Task directions:
Please print every line of the data below word for word, with nothing changed.

Entries supplied:
────

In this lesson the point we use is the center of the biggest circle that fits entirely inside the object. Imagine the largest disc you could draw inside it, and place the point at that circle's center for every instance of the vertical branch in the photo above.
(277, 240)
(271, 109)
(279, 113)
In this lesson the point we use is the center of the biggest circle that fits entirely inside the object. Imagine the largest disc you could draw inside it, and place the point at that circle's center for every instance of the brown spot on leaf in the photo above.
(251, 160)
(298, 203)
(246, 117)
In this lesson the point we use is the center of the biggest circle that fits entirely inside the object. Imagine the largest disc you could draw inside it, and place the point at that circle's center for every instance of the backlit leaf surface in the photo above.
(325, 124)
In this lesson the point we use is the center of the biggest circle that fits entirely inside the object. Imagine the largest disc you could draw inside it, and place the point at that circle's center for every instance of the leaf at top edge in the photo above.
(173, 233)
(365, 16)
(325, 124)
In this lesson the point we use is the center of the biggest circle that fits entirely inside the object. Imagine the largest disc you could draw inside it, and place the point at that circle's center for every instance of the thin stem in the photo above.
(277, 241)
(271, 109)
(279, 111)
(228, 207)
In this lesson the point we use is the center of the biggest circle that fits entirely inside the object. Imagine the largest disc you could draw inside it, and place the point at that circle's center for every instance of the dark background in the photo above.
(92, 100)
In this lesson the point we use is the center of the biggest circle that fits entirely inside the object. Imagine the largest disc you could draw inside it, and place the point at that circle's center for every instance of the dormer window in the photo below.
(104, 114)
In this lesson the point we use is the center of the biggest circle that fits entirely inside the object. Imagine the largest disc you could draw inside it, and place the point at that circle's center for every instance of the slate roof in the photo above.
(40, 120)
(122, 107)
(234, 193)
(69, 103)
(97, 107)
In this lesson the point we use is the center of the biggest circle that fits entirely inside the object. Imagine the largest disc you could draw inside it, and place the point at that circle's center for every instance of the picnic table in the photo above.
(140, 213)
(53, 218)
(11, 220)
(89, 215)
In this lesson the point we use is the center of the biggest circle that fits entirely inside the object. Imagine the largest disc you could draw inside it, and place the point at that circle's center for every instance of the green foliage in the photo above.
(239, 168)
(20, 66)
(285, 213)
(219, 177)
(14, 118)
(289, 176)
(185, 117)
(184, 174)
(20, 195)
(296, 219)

────

Answer to this problem:
In this lesson the point we use is the center of the biggest circle that fits entirely inside the object. Imagine the largest disc you could draw inside it, and place the point at that circle's center for every instance of the vertical branch in the photo above.
(277, 240)
(271, 109)
(279, 113)
In this lesson the point we use is the center of the biggest circle that fits entirely inside the object. Imagine the largest disc you could draw inside it, and place the point at that circle's center for every instance of the brown spot on leaf in the photo above.
(251, 160)
(298, 203)
(246, 117)
In this lesson the point we use is the center of the biggest circle that fits entirely inside the object. Imagine the largest disc you could draw inside it, and place the point at that circle's center for every instance of the backlit leaf surface in the photo above.
(325, 124)
In this lesson the point we use is the center of the biggest circle that fits entirely inside the object. Imagine the largest disc you could draw inside it, and place the point at that circle's center for every instance of the leaf at top edge in the photo above.
(173, 233)
(365, 16)
(325, 124)
In this lesson the point we use is the center of the biggest circle that fits entirely inside the object. Imagine the largest disc you could draw inside it, and place the point at that circle's center for every instance of the thin stem in the photo above.
(277, 241)
(271, 109)
(279, 111)
(228, 207)
In this lesson the point we use is the center of the biggest circle that fits entirely inside the object. Imagine the largest disc you could draw inside it, and place the point at that circle's center for every instance of the dark background in the photo above.
(92, 100)
In this lesson the point we use is the center of the biggest circle that fits entirely inside the object. Imagine the largest disc you could draw inside it, and place the point at that circle's center for every instance of the dormer window in the photo below.
(104, 114)
In this lesson the point we use is the center of the biggest circle that fits entirely inside the object. Imagine the largest disc you could draw inside it, and place the point at that circle's center for every instance of the slate roof in the photo above.
(40, 120)
(122, 107)
(234, 193)
(69, 103)
(97, 107)
In this lesson the point we use is the center of the biggest circle that fits entirely inside the object. Imagine the largest disc you could draw inside it, and place the point at that circle's center for every instance of the picnic table in the photo above.
(140, 213)
(53, 218)
(11, 220)
(89, 215)
In this lesson the point we use is the center of the biggest circle that fits entirely inside the object. Imagine the largest disc you could draw inside it, and place the point at that circle's center for every instance of the green foliage in the photo above.
(239, 168)
(20, 66)
(285, 213)
(219, 177)
(14, 118)
(289, 176)
(185, 117)
(184, 174)
(20, 195)
(296, 219)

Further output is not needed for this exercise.